## BEGIN INPUT ROWS

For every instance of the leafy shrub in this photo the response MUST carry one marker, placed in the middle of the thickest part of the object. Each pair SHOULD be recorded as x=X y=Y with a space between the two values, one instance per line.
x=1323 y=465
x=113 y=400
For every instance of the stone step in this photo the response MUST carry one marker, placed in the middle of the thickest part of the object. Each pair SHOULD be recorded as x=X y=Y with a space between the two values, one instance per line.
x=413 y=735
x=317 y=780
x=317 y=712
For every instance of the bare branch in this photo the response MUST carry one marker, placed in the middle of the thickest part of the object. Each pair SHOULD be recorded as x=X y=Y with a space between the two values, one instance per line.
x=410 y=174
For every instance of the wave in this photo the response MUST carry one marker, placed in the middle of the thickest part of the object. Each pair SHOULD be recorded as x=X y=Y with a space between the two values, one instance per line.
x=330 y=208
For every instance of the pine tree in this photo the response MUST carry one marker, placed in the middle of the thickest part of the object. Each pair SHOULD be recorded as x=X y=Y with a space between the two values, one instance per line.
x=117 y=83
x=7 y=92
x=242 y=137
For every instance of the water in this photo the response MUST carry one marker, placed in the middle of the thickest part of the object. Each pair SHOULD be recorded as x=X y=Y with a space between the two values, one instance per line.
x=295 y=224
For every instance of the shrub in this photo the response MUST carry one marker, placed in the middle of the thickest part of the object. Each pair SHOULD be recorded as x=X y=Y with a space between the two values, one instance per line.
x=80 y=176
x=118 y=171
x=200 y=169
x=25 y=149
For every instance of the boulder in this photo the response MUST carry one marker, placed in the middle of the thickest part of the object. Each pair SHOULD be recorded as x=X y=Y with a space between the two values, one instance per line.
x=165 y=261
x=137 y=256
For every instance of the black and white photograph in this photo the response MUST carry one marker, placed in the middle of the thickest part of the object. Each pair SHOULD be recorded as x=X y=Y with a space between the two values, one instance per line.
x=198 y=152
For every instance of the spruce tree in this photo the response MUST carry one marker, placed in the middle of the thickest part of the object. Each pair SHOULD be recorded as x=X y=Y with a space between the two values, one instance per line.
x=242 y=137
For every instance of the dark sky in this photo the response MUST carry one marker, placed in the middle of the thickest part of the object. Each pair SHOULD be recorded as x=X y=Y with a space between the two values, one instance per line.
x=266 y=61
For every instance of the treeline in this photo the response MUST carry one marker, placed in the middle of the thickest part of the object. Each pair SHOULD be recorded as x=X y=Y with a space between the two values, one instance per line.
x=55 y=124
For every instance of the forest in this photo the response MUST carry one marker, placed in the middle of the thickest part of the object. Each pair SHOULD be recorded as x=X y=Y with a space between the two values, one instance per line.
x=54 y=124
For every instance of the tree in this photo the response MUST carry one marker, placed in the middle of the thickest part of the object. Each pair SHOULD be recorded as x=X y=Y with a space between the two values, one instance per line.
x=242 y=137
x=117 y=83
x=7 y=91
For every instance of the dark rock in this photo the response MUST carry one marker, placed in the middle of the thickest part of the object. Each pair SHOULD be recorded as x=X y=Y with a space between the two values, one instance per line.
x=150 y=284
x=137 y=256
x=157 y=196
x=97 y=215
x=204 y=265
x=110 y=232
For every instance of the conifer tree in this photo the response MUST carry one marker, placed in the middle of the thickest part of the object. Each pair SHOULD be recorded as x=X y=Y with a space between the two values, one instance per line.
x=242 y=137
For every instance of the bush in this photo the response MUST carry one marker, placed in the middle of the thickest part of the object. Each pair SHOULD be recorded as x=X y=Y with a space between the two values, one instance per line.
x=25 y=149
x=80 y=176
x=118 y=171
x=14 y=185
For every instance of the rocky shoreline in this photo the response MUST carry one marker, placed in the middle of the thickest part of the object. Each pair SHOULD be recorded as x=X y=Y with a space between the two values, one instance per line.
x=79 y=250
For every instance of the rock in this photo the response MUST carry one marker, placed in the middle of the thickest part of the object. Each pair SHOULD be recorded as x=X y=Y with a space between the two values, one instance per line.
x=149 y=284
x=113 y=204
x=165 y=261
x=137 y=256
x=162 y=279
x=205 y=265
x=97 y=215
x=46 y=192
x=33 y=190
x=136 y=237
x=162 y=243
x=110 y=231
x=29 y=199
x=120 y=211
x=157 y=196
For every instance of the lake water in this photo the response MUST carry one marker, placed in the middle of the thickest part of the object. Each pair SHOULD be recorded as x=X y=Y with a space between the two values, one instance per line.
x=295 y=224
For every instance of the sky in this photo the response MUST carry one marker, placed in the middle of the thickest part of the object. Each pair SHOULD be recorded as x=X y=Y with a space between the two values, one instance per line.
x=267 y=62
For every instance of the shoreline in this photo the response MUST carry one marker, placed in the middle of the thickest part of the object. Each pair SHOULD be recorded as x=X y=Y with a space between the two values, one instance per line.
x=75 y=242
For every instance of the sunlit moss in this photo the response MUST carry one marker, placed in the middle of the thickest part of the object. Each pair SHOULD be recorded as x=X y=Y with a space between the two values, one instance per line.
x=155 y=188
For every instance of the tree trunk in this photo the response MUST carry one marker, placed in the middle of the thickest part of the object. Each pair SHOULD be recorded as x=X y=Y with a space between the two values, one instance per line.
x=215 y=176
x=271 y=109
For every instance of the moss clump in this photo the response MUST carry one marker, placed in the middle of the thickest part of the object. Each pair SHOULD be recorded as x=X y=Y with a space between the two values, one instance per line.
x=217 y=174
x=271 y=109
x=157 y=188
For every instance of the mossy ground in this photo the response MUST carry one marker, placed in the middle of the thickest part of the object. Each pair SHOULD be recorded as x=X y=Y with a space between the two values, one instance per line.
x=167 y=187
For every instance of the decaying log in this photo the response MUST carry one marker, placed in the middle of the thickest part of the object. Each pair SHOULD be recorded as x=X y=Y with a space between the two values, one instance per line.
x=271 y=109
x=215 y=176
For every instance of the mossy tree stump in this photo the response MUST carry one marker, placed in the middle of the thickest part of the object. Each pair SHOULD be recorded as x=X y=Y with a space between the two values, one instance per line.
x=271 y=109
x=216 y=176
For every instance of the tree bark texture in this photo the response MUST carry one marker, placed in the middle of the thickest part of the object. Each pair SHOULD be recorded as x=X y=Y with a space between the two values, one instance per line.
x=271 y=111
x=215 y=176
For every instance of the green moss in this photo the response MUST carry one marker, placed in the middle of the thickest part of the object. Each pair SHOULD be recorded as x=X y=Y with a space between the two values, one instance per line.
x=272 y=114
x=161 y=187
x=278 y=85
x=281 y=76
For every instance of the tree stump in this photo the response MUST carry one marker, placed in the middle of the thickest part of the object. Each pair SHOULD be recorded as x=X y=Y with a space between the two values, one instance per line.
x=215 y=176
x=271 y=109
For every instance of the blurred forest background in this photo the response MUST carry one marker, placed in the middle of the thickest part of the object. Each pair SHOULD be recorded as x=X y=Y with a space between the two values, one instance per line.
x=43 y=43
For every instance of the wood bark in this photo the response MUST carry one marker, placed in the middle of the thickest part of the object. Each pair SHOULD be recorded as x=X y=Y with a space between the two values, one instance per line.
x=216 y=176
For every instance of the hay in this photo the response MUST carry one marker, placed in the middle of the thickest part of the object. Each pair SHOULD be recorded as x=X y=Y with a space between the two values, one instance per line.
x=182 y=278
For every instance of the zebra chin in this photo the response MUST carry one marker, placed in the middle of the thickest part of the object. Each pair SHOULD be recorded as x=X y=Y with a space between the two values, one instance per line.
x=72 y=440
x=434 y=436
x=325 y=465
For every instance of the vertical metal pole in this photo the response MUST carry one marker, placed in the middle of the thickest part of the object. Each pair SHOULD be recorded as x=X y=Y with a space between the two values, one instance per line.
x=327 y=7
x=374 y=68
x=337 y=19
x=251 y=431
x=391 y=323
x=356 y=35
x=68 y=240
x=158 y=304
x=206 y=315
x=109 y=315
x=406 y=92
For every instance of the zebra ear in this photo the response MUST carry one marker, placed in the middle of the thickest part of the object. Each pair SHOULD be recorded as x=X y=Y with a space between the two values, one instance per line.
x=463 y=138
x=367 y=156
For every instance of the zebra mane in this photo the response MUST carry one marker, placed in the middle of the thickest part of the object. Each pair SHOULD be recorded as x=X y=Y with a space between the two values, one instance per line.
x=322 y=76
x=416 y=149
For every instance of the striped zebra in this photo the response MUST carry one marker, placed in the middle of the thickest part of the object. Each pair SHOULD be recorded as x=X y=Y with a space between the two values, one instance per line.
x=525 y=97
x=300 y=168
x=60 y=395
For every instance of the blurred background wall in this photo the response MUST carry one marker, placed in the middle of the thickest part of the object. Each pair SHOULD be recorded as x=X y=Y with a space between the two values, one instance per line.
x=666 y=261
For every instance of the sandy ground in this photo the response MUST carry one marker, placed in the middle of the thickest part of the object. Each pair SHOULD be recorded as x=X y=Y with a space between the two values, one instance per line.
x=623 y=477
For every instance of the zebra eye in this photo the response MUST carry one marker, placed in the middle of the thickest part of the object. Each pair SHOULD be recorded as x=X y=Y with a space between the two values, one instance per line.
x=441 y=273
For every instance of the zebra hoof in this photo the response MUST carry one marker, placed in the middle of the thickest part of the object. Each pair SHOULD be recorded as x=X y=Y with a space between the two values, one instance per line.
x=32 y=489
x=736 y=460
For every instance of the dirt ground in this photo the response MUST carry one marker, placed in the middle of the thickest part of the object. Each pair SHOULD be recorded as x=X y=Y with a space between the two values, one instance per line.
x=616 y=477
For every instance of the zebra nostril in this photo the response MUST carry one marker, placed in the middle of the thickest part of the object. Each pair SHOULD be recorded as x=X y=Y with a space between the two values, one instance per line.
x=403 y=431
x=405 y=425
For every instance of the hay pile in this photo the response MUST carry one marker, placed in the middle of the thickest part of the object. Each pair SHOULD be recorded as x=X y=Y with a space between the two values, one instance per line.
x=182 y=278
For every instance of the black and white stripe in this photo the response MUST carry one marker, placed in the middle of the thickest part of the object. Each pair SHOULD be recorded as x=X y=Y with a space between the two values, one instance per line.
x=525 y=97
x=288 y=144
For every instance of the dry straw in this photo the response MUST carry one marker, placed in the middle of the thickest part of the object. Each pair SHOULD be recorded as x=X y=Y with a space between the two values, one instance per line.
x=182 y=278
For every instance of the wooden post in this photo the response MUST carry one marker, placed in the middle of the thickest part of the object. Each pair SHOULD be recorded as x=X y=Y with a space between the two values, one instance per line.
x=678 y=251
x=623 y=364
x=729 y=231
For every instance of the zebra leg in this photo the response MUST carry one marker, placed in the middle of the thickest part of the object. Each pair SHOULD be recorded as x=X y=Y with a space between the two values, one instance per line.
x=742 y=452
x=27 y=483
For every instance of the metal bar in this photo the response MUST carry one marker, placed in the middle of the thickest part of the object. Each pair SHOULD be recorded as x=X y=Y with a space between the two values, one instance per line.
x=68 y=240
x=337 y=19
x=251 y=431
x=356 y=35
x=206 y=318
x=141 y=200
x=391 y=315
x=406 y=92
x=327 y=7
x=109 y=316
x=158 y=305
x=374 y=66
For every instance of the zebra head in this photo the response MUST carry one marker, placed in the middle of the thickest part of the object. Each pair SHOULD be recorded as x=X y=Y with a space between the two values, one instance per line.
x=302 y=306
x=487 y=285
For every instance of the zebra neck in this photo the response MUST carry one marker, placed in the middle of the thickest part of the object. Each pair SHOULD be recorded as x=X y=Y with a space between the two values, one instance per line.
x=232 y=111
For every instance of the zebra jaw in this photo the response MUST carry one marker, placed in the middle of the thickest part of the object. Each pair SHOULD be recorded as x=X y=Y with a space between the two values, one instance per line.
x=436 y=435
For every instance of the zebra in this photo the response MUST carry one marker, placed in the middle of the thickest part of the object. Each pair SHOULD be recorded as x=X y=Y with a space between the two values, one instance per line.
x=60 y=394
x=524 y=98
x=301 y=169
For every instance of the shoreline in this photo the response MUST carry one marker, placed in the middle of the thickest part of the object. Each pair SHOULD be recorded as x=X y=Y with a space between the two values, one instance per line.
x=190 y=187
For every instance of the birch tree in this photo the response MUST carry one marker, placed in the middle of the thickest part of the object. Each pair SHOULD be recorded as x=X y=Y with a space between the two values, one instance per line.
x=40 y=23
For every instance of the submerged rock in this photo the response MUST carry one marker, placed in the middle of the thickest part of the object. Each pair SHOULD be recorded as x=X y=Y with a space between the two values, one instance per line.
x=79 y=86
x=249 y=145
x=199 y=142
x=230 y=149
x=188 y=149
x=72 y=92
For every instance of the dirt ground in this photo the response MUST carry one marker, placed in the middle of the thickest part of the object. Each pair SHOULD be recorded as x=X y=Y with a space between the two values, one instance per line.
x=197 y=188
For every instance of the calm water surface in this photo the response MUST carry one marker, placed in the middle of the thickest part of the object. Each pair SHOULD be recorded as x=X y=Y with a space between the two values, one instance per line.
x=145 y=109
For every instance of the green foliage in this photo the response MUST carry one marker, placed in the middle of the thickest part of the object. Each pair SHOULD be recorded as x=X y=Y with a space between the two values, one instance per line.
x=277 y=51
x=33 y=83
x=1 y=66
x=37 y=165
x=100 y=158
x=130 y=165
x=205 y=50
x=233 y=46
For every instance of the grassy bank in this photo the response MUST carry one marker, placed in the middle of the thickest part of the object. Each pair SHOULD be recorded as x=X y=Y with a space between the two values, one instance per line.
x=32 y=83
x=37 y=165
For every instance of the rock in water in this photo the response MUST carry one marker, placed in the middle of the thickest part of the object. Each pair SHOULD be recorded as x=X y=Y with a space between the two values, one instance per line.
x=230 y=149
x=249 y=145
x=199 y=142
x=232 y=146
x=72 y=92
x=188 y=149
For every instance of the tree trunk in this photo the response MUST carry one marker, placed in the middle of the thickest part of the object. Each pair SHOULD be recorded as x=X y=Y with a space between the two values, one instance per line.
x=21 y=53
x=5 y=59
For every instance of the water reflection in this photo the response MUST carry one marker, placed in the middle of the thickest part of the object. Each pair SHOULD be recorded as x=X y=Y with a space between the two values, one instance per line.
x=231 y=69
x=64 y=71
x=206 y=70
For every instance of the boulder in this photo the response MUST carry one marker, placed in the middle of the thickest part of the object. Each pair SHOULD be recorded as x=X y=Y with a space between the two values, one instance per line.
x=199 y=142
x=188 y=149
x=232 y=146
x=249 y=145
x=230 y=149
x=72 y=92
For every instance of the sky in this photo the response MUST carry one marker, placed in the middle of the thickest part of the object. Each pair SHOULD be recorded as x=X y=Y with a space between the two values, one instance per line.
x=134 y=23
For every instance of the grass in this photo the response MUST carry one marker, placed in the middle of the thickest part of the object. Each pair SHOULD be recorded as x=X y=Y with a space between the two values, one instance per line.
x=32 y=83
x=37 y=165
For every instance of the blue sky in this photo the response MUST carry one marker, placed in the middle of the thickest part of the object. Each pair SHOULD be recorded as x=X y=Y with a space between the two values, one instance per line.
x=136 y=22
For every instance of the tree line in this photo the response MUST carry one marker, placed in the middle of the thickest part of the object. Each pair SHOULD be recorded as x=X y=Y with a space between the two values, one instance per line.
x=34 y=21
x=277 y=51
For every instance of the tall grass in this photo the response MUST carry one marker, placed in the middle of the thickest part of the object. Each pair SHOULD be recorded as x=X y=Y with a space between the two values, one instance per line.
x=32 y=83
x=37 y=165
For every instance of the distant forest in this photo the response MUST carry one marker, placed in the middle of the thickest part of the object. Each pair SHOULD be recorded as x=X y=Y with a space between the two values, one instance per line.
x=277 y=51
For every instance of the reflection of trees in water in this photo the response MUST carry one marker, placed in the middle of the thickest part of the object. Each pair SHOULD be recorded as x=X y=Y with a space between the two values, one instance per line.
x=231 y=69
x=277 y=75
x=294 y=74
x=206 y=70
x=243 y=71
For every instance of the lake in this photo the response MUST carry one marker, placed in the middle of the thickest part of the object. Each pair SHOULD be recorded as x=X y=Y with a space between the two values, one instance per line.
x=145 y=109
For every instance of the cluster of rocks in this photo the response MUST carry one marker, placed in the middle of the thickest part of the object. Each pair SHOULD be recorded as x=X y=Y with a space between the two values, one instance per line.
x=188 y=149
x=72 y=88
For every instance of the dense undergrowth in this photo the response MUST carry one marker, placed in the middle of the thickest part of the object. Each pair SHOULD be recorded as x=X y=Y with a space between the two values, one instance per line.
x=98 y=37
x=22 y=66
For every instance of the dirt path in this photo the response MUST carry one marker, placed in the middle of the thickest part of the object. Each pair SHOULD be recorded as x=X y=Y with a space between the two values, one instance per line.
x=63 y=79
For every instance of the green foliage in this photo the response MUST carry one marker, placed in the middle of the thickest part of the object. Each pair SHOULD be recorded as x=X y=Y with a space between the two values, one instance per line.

## END INPUT ROWS

__TASK STATEMENT__.
Please put the lines from the start up to and including the line containing "x=317 y=712" into a JSON list of strings, one string per line, with blank lines left out.

__THE REPLY__.
[
  "For every instance of the leafy shrub in this photo the response MUST carry one marker, placed in the middle of the thickest part of the object. Each pair SHOULD be recorded as x=X y=Y with a space between the two values, one instance per line.",
  "x=1323 y=465",
  "x=113 y=400",
  "For every instance of the stone step in this photo the response MUST carry one marker, placed in the middle of the thickest part of the object. Each pair SHOULD be recorded as x=X y=Y with a space between the two values, one instance per line.",
  "x=413 y=735",
  "x=317 y=780",
  "x=317 y=712"
]